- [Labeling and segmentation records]
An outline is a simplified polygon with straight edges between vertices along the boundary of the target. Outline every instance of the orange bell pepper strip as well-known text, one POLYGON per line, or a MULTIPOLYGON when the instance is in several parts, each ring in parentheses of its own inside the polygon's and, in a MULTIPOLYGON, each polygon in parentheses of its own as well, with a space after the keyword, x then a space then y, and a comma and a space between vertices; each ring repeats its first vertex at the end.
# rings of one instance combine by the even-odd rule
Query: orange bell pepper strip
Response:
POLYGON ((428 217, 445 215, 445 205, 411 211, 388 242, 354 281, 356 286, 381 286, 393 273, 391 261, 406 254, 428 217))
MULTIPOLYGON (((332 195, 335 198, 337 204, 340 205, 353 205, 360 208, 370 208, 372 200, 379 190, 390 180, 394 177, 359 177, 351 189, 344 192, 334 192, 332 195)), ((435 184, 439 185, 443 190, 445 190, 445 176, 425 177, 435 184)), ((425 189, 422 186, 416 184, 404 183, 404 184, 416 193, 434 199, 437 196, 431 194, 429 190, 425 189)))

- [WHAT IS ASKED] Render the listing above as a JSON list of strings with one string per line, and leave out any blank lines.

- [FULL RESPONSE]
[
  "An outline is a simplified polygon with straight edges between vertices along the boundary of the target. Outline every instance of the orange bell pepper strip as well-known text, one POLYGON per line, or a MULTIPOLYGON when the instance is in several parts, each ring in parentheses of its own inside the polygon's and, in a MULTIPOLYGON, each polygon in parentheses of its own as well, with a space after the keyword, x then a space then y, and a comma and a space between vertices; each ring repeats its first vertex at the end.",
  "# rings of one instance combine by the even-odd rule",
  "Query: orange bell pepper strip",
  "Response:",
  "POLYGON ((428 217, 445 215, 445 205, 411 211, 388 242, 354 281, 356 286, 381 286, 393 273, 391 261, 406 254, 428 217))",
  "MULTIPOLYGON (((332 195, 335 198, 337 204, 340 205, 353 205, 360 208, 370 208, 372 200, 379 190, 390 180, 394 177, 359 177, 351 189, 344 192, 334 192, 332 195)), ((435 184, 439 185, 443 190, 445 190, 445 176, 425 177, 435 184)), ((425 189, 422 186, 416 184, 404 183, 404 184, 416 193, 434 199, 437 196, 431 194, 429 190, 425 189)))"
]